» OBIETTIVO DICHIARATO 1
Nelle voci, trascrivi di nuovo le righe dalla riga che contiene "Phrase -- palm tree" fino alla fine, sostituendo "dirt path" con "gravel path" e lasciando invariato tutto il resto.
────────
XI FESTIVAL DEI TEATRI D’ARTE MEDITERRANEI: UNA BELLA LEZIONE DI ETICA, ARTE E POESIA. REPORT

Quest’anno l’XI Edizione del Festival dei Teatri d’arte Mediterranei che si svolge dal 28 al 30 agosto 2015 ha modo di festeggiare il finanziamento Ministeriale MIBAC, ottenuto dal Teatro Bertold Brecht fautore del Festival per la prima volta dopo quarant’anni di attività festeggiati nel 2014. Noi, dopo avere “ assaggiato” questo territorio ed essere approdati in quest’isola felice di Formia, non possiamo che festeggiare con loro e congratularci che finalmente qualcuno si sia accorto della loro presenza, nonostante il Teatro Bertold Brecht sia riconosciuto ufficialmente come una delle undici officine culturali della regione Lazio.
────────
» OBIETTIVO DICHIARATO 2
Rispondi alle seguenti domande sul resoconto del festival.
(a) In quali giorni si svolge l'XI edizione del Festival?
(b) Quale teatro ha ottenuto il finanziamento ministeriale MIBAC?
(c) In che modo è riconosciuto ufficialmente il Teatro Bertold Brecht?

Voci tratte da un dataset
────────
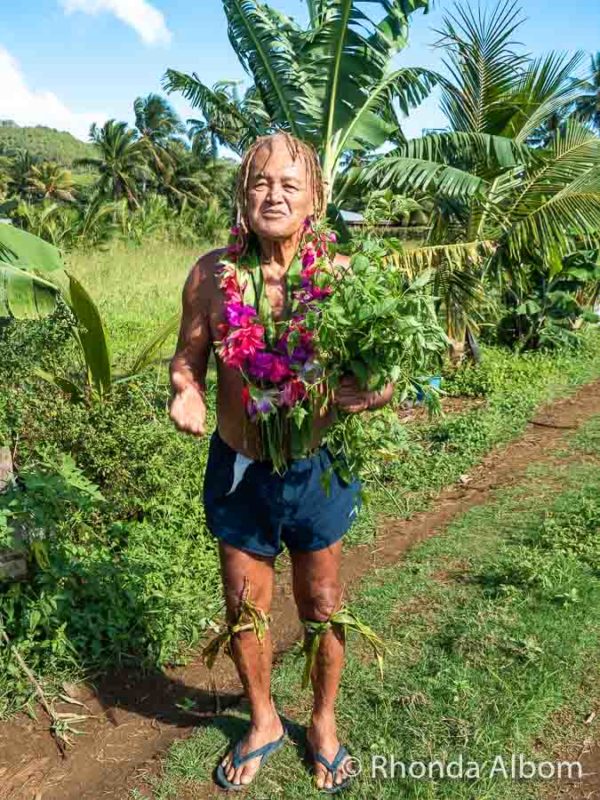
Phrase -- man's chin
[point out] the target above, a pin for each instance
(276, 229)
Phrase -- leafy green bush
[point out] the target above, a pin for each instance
(133, 578)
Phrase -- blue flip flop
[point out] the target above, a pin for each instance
(238, 759)
(332, 767)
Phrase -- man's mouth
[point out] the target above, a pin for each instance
(273, 213)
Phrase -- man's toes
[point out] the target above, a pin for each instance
(246, 776)
(229, 771)
(320, 774)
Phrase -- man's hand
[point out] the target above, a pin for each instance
(351, 398)
(188, 411)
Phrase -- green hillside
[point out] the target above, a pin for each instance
(46, 143)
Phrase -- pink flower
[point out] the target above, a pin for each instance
(239, 315)
(293, 392)
(242, 344)
(308, 258)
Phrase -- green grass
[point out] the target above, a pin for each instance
(136, 288)
(148, 542)
(491, 626)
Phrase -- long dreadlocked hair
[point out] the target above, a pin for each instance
(297, 149)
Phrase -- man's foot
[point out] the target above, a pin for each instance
(258, 735)
(322, 738)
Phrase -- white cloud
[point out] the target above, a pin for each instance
(28, 106)
(143, 17)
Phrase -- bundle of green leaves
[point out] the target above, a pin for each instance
(379, 326)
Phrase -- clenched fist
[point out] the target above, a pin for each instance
(188, 411)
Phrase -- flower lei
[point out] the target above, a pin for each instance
(278, 360)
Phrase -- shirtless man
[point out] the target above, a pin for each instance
(249, 509)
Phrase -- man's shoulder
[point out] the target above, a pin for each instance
(208, 262)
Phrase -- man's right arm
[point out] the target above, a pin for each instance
(190, 361)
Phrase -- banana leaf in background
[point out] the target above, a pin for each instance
(29, 268)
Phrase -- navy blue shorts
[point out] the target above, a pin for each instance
(252, 508)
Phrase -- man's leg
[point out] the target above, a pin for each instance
(252, 658)
(317, 592)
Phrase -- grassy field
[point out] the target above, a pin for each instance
(491, 628)
(136, 288)
(144, 577)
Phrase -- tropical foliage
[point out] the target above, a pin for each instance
(331, 84)
(515, 182)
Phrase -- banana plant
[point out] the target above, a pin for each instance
(331, 83)
(33, 280)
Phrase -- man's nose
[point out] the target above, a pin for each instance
(275, 193)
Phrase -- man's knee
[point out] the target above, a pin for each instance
(320, 602)
(238, 595)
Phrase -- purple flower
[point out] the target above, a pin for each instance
(308, 258)
(269, 367)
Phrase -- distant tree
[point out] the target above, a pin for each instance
(203, 144)
(19, 171)
(121, 161)
(588, 104)
(157, 123)
(51, 181)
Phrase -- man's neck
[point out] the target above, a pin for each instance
(277, 255)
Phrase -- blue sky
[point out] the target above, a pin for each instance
(66, 63)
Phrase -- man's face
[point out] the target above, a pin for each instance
(279, 197)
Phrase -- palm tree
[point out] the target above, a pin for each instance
(202, 143)
(499, 202)
(588, 104)
(157, 123)
(51, 181)
(230, 120)
(121, 161)
(331, 84)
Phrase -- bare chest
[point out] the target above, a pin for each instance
(275, 290)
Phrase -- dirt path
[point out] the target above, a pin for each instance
(137, 719)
────────
» RISULTATO DELL'ESERCIZIO 1
Phrase -- palm tree
[point out] the target above, a pin for each instance
(202, 143)
(499, 202)
(588, 104)
(157, 123)
(51, 181)
(230, 120)
(121, 161)
(331, 84)
Phrase -- bare chest
[point out] the target above, a pin for each instance
(275, 290)
Phrase -- gravel path
[point out] the target above, a pin for each instance
(137, 719)

» RISULTATO DELL'ESERCIZIO 2
(a) Dal 28 al 30 agosto 2015.
(b) Il Teatro Bertold Brecht.
(c) Come una delle undici officine culturali della regione Lazio.